++++ Reading passage

Michigan: “Petition signatures ruling revives hopes for 2 candidates”<https://electionlawblog.org/?p=111552>
Posted on May 21, 2020 6:49 am<https://electionlawblog.org/?p=111552> by Rick Hasen<https://electionlawblog.org/?author=3>

Detroit News:<https://www.detroitnews.com/story/news/local/michigan/2020/05/20/michigan-petition-signatures-ruling-revives-hopes-2-candidates/5232226002/>

At least two judicial candidates who felt they were destined to be left off Michigan ballots this August for not meeting state requirements for collecting petition signatures got new life Wednesday, thanks to a U.S. District Court order.

In a 16-page opinion, U.S. District Judge Terrence E. Berg granted an injunction against Michigan’s State Elections Office for excluding Shakira Hawkins, a Wayne Circuit Court candidate, and Lynn Maison, who is running for a Macomb County Probate Court seat.

++++++++
++++ Stored data

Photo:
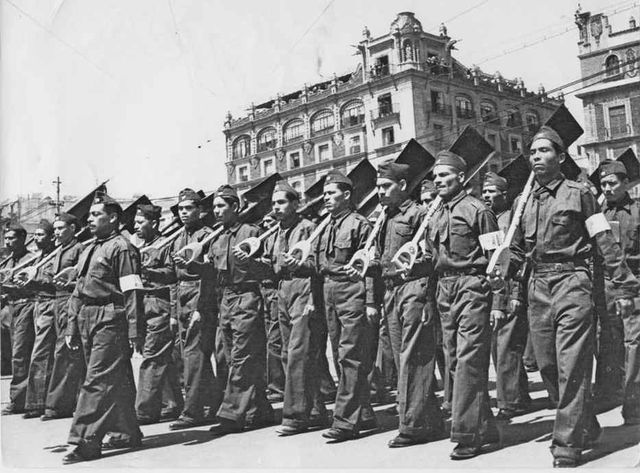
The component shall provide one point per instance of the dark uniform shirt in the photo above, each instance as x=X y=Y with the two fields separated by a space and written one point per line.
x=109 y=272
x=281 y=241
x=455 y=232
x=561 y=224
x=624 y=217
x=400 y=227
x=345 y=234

++++++++
++++ Stored data

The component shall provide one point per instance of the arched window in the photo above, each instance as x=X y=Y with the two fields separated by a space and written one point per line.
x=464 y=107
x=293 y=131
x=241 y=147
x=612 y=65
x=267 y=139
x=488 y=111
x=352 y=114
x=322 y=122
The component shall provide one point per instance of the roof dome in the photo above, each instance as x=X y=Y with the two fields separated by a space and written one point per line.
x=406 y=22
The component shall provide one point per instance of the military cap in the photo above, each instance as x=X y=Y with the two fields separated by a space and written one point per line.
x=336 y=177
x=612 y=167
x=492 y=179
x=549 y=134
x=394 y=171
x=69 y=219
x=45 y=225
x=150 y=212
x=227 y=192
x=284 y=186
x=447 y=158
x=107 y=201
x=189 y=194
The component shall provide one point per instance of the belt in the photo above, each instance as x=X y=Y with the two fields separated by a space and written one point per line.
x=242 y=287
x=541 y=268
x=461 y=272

++++++++
++++ Stored data

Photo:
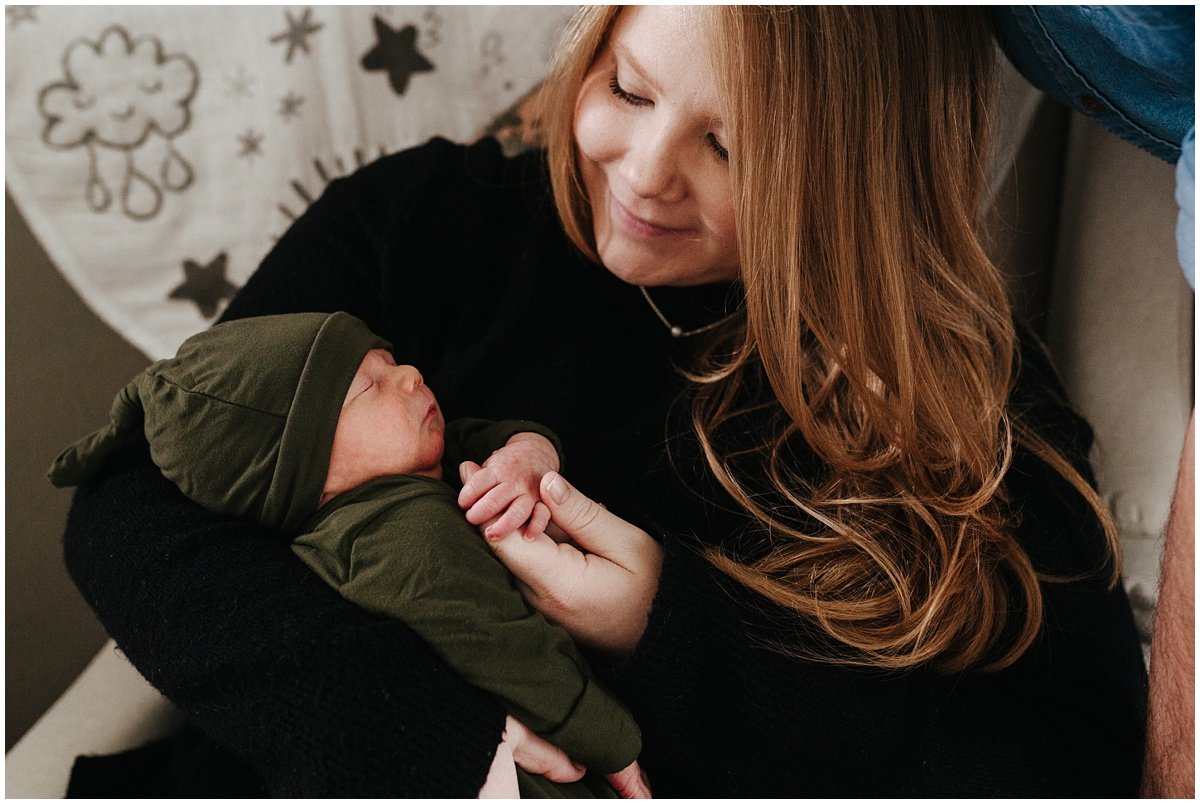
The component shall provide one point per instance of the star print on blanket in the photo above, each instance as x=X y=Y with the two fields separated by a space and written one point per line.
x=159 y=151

++++++++

Problem to solve
Can you restate the post on the Michigan petition ruling, starting at "At least two" and ending at "District Court order.", with "judicial candidates" swapped for "court hopefuls"?

Written response
At least two court hopefuls who felt they were destined to be left off Michigan ballots this August for not meeting state requirements for collecting petition signatures got new life Wednesday, thanks to a U.S. District Court order.